··· Data shown
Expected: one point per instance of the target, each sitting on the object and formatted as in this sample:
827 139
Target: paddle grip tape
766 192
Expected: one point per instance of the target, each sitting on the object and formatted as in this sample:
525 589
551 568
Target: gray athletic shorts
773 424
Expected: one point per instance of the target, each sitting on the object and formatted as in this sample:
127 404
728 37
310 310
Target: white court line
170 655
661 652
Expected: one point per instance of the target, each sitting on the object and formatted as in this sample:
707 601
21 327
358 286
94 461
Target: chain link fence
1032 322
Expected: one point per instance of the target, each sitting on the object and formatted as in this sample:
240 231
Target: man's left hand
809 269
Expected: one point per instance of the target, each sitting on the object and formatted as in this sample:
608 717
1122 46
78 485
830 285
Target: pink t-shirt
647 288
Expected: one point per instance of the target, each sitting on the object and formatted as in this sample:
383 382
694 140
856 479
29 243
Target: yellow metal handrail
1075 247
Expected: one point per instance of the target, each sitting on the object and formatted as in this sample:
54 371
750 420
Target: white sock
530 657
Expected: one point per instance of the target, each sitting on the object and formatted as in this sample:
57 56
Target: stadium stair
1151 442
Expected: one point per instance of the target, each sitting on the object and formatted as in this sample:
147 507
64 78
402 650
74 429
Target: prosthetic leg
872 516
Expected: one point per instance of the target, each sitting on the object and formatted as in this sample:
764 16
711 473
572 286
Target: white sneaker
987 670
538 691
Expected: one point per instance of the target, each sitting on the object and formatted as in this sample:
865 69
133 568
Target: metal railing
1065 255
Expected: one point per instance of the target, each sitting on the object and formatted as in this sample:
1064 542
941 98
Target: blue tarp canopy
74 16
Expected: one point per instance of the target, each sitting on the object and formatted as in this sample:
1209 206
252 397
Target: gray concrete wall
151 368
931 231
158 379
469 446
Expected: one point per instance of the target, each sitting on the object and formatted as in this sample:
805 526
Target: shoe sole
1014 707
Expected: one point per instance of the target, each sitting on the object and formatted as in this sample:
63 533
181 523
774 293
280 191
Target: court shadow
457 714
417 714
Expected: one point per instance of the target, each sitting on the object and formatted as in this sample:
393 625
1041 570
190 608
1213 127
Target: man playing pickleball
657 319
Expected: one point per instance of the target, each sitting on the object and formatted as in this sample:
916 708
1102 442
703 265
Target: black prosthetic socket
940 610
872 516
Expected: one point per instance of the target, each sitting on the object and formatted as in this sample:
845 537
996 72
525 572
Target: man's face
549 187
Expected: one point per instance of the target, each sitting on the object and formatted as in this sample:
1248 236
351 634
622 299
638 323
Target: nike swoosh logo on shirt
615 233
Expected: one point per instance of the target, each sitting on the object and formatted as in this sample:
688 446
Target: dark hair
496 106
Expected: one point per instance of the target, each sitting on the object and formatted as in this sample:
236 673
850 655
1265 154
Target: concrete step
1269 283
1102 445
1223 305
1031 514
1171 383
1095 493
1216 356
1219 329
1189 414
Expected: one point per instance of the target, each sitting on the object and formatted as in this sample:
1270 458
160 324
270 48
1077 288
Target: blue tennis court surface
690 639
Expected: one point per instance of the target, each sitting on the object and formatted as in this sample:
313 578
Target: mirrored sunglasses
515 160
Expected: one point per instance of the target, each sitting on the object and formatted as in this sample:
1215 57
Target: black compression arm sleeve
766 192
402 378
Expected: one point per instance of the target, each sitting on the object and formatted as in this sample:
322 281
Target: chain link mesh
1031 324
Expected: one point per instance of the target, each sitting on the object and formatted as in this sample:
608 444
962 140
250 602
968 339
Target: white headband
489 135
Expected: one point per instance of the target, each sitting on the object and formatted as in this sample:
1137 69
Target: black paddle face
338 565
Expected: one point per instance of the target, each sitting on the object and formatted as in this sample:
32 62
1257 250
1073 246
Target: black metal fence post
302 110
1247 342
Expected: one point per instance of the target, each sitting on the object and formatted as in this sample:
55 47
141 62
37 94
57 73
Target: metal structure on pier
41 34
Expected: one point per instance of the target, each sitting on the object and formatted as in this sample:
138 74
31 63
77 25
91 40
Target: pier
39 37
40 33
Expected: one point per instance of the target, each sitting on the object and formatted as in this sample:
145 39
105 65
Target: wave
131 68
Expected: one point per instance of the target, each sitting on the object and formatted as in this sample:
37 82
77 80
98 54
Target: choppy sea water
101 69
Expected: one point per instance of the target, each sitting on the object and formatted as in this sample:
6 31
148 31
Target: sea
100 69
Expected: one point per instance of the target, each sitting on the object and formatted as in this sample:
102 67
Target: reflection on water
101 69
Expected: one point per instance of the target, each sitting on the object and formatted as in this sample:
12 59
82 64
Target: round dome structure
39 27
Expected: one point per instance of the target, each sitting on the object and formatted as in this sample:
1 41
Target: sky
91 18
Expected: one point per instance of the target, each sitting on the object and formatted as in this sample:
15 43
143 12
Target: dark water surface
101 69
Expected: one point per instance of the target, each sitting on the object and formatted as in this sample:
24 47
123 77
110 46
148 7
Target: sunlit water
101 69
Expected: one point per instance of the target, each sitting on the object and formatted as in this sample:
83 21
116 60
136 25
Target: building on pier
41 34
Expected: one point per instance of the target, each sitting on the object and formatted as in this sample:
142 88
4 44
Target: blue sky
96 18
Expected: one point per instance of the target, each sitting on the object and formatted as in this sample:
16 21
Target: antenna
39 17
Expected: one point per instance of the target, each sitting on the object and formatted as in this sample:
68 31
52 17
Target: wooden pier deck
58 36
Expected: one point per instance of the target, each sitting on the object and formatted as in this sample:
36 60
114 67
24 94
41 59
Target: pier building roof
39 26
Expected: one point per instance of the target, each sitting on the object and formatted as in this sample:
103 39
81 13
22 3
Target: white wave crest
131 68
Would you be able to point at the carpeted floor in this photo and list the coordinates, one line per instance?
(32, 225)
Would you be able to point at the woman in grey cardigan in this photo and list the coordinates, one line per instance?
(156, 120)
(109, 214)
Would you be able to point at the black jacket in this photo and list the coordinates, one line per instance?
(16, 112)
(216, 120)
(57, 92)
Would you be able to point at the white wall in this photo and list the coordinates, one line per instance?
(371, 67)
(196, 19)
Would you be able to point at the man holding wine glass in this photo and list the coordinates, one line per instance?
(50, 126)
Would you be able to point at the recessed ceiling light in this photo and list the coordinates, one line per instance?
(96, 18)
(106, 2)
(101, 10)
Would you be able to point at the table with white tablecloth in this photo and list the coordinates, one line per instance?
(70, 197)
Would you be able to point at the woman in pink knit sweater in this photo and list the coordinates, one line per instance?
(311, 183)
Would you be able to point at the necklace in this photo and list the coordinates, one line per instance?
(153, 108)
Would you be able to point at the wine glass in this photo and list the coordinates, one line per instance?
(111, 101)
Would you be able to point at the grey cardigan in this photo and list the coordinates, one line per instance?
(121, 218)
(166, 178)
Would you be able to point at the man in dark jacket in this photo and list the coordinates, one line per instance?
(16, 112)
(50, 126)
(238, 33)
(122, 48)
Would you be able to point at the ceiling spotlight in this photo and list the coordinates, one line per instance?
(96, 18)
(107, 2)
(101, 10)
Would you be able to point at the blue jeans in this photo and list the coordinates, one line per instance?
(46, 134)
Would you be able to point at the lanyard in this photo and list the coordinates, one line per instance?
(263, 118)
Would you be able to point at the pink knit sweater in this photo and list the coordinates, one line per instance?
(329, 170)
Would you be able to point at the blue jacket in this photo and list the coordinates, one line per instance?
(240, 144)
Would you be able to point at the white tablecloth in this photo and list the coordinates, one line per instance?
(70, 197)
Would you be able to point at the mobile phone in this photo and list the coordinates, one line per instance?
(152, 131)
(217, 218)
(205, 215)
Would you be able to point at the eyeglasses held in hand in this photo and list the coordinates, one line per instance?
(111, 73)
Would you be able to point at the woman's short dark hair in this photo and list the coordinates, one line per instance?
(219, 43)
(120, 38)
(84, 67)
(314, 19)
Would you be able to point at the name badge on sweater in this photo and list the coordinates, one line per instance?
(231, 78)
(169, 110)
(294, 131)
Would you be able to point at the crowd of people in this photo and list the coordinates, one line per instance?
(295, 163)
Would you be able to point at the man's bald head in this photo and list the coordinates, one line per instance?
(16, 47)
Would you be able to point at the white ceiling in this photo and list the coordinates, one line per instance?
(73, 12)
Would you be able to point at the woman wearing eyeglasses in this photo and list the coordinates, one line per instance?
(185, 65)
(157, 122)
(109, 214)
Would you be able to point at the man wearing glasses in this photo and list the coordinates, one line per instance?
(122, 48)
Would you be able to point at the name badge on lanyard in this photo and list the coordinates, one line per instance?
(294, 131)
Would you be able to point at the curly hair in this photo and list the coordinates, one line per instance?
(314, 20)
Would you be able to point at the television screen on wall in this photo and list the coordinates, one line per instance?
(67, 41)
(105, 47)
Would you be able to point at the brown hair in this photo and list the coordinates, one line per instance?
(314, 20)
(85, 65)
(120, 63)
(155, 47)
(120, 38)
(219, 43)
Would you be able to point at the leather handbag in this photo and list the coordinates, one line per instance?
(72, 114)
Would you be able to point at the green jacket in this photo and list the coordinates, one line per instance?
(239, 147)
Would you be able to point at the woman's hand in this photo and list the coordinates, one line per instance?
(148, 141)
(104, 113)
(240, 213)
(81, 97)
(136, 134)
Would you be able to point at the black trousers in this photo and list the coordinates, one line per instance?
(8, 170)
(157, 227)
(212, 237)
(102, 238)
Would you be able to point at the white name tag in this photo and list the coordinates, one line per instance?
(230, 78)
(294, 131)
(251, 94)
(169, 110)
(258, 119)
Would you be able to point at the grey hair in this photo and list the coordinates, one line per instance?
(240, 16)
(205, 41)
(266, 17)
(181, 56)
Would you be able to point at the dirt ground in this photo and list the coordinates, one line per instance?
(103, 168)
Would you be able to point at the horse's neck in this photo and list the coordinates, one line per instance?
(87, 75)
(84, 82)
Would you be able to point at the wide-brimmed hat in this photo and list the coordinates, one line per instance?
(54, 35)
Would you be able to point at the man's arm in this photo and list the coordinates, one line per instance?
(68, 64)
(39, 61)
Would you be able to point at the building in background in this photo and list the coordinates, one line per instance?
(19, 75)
······
## Your instructions
The answer is to be the lines from the one holding "Would you be able to point at the man's arm" through the end of the data above, transcribed character for character, both ends included.

## Written response
Would you be able to point at the man's arm in this photo and list the coordinates, one line per instance?
(68, 64)
(39, 61)
Would you be able to point at the building in background in this photo and list the coordinates, one line per instance?
(19, 75)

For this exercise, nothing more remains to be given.